START RECORD EXCERPTS

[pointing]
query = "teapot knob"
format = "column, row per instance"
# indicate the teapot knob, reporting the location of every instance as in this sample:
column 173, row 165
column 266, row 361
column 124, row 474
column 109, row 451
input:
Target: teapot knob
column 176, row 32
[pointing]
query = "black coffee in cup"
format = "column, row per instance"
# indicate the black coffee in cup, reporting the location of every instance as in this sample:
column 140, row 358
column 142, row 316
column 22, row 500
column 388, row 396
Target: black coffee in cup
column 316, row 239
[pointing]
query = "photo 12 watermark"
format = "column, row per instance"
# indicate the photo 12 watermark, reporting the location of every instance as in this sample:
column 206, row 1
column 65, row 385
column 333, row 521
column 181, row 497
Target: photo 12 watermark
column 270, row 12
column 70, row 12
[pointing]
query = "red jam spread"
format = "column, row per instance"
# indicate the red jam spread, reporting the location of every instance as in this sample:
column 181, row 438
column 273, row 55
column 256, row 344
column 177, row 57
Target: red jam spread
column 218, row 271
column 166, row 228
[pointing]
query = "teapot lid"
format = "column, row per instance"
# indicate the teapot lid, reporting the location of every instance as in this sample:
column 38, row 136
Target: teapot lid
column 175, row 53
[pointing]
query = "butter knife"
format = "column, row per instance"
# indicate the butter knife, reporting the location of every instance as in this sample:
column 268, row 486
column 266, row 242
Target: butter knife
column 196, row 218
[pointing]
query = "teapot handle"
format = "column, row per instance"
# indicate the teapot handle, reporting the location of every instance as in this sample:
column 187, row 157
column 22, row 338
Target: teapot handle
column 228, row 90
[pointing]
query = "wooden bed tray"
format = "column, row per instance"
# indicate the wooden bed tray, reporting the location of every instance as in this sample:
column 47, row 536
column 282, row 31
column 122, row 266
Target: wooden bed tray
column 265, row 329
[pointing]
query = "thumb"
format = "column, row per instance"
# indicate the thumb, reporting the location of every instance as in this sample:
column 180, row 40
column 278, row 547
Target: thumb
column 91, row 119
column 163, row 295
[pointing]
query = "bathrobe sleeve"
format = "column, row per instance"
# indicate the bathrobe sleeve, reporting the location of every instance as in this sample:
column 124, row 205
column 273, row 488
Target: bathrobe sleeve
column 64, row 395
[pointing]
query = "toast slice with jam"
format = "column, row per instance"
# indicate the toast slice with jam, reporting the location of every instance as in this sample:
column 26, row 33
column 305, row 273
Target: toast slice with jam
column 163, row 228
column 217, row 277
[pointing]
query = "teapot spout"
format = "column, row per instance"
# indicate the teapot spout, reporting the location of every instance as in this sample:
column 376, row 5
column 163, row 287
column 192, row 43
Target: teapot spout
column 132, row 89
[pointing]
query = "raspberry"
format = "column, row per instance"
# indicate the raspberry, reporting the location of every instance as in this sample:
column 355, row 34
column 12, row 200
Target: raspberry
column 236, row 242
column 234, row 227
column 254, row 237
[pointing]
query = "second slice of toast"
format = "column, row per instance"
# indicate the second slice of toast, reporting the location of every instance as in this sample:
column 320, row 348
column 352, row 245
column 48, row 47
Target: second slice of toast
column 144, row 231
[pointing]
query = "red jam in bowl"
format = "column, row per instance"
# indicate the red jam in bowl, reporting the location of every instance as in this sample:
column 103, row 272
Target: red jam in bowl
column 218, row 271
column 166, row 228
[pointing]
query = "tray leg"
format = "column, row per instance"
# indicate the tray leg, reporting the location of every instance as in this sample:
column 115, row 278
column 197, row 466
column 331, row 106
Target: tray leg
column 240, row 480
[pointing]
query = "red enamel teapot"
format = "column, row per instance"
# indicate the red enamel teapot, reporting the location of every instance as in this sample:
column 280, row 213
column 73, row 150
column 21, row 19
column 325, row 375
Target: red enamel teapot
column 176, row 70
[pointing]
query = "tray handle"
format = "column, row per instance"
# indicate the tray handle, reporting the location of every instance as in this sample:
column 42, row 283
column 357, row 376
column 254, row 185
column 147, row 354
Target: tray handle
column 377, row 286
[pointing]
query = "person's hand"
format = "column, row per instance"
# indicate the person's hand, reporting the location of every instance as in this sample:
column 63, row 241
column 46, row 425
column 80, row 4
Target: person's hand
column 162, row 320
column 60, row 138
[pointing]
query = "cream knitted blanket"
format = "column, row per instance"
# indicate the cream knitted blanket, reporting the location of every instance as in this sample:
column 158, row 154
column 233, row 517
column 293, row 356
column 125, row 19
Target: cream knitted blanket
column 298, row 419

END RECORD EXCERPTS

§ **PROBLEM DETAILS**:
Using the entries above, return exactly the lines from the line with "# indicate the teapot lid, reporting" to the line with "column 305, row 273", counting both of those lines.

§ **OUTPUT**:
# indicate the teapot lid, reporting the location of every instance as in this sample:
column 38, row 136
Target: teapot lid
column 175, row 53
[pointing]
query = "butter knife"
format = "column, row per instance"
# indicate the butter knife, reporting the location of every instance as in this sample:
column 268, row 486
column 266, row 242
Target: butter knife
column 196, row 218
[pointing]
query = "teapot handle"
format = "column, row per instance"
# indicate the teapot handle, reporting the location of every instance as in this sample:
column 187, row 157
column 22, row 338
Target: teapot handle
column 228, row 90
[pointing]
query = "wooden bed tray"
format = "column, row per instance"
# indicate the wooden bed tray, reporting the location of every instance as in this sample:
column 47, row 536
column 282, row 31
column 122, row 266
Target: wooden bed tray
column 265, row 329
[pointing]
query = "thumb"
format = "column, row per instance"
# indicate the thumb, reporting the location of every instance as in this sample:
column 180, row 40
column 278, row 547
Target: thumb
column 91, row 119
column 163, row 295
[pointing]
query = "bathrobe sleeve"
format = "column, row per instance"
# indicate the bathrobe sleeve, reporting the location of every instance as in this sample:
column 124, row 205
column 273, row 488
Target: bathrobe sleeve
column 64, row 395
[pointing]
query = "toast slice with jam"
format = "column, row per instance"
# indicate the toast slice with jam, reporting the location of every instance as in this sample:
column 26, row 33
column 305, row 273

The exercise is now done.